Exercise: Your answer must be every line of the data that contains "tower".
-=-=-=-=-
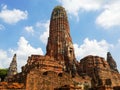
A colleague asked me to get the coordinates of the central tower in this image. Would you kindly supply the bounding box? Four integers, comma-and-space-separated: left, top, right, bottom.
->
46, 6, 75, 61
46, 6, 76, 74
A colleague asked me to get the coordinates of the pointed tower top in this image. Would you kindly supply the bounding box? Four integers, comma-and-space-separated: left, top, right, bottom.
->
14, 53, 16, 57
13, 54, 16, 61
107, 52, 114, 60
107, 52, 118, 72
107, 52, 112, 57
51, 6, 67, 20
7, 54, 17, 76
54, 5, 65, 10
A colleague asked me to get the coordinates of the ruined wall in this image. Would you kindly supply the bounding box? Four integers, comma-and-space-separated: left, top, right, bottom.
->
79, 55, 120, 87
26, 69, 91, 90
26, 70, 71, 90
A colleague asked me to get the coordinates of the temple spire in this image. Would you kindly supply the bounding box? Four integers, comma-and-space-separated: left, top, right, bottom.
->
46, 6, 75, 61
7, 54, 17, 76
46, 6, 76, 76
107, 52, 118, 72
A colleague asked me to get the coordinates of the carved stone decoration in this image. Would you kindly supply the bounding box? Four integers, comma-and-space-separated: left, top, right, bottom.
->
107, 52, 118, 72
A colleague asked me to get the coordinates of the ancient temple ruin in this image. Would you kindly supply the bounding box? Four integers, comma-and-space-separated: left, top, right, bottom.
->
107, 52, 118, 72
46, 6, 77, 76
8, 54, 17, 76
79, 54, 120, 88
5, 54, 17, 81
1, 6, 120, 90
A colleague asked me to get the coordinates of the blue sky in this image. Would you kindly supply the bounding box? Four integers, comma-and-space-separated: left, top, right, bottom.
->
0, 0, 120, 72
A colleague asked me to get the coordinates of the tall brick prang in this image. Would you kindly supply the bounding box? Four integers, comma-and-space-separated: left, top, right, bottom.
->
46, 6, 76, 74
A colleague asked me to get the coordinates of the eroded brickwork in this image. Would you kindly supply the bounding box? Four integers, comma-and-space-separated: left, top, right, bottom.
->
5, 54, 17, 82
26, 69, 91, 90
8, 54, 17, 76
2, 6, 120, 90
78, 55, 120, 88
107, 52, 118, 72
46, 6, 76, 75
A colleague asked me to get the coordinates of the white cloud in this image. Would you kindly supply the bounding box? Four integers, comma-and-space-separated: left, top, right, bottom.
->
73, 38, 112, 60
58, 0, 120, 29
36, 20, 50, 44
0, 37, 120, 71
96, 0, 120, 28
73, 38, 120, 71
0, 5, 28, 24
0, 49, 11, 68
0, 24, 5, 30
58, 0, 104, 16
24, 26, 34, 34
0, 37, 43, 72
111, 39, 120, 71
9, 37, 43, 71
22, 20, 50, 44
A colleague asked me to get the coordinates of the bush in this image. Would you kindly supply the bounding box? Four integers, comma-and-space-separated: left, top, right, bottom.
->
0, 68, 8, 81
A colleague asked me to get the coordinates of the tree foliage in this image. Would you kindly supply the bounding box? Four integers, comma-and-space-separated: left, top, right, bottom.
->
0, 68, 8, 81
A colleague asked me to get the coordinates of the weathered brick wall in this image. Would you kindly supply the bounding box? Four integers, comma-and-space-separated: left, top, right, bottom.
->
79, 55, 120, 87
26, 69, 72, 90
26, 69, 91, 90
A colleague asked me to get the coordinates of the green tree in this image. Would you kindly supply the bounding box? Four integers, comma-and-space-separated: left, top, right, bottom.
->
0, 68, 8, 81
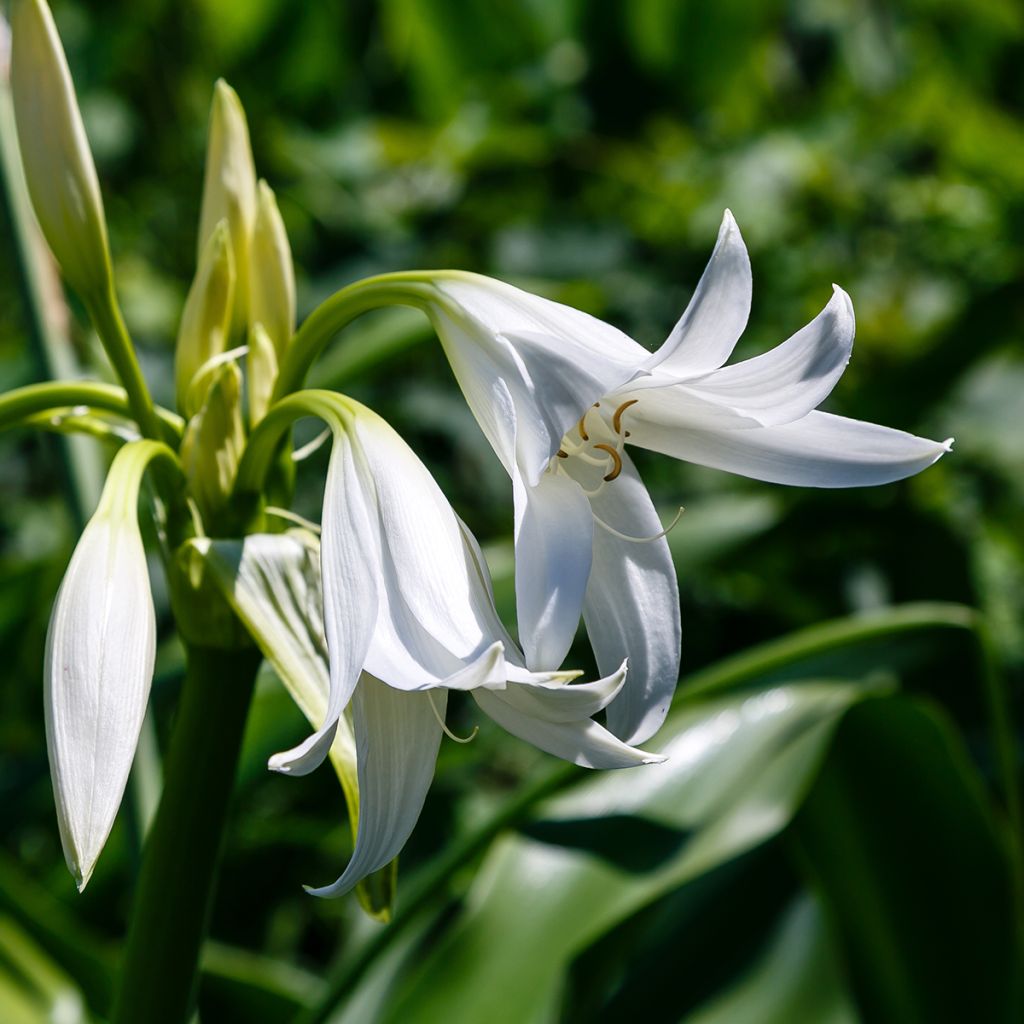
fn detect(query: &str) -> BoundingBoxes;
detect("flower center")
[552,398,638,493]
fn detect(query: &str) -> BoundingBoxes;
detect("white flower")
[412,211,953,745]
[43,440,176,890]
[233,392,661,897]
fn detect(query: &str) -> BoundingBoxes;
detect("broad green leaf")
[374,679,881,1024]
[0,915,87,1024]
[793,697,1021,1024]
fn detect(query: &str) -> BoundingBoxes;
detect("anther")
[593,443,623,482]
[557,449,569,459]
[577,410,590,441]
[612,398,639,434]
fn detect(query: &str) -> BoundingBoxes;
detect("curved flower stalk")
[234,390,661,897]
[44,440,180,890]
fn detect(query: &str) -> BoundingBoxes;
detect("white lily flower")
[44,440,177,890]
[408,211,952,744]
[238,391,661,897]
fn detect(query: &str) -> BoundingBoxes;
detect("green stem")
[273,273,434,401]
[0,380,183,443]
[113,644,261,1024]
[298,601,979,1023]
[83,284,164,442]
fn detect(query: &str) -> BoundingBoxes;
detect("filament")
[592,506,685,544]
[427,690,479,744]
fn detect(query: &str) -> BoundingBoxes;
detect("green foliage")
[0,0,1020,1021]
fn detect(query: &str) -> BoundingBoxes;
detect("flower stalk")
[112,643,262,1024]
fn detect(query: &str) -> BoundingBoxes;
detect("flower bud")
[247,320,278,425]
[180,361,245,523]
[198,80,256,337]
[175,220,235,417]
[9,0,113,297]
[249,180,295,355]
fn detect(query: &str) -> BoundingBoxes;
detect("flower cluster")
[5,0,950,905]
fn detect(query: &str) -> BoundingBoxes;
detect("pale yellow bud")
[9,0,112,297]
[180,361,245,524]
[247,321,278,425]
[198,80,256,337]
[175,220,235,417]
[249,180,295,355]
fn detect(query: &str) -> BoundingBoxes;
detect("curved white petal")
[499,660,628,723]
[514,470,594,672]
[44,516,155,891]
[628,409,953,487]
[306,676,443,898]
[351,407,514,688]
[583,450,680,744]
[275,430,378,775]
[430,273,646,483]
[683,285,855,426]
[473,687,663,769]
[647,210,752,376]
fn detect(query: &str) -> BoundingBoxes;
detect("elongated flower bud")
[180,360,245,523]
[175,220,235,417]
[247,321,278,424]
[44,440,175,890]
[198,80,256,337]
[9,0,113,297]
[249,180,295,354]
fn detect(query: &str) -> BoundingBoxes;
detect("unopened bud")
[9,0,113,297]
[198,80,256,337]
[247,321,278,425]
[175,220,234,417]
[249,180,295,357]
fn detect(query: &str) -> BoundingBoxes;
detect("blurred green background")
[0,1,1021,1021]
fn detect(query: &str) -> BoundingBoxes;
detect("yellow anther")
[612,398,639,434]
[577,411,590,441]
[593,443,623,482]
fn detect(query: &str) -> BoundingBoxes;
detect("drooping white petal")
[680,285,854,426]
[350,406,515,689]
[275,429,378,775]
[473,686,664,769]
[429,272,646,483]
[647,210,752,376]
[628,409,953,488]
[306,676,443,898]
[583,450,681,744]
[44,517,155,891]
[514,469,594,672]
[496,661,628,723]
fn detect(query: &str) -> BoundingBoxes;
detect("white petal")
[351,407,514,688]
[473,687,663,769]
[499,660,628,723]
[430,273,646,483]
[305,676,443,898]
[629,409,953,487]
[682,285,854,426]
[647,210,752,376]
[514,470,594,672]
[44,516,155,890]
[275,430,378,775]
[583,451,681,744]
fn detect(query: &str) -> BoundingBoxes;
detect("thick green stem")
-=-=-=-=-
Answer for this exercise:
A colleague asked me to get the coordinates of the central tower in this image. Would you kindly supply the bounding box? Four integers, comma-and-space-separated: left, top, right, bottom.
A colleague asked me to get the coordinates of the pointed tower top in this image. Would you kindly supply the bounding box? Four integers, comma-and-space-separated: left, top, right, bottom.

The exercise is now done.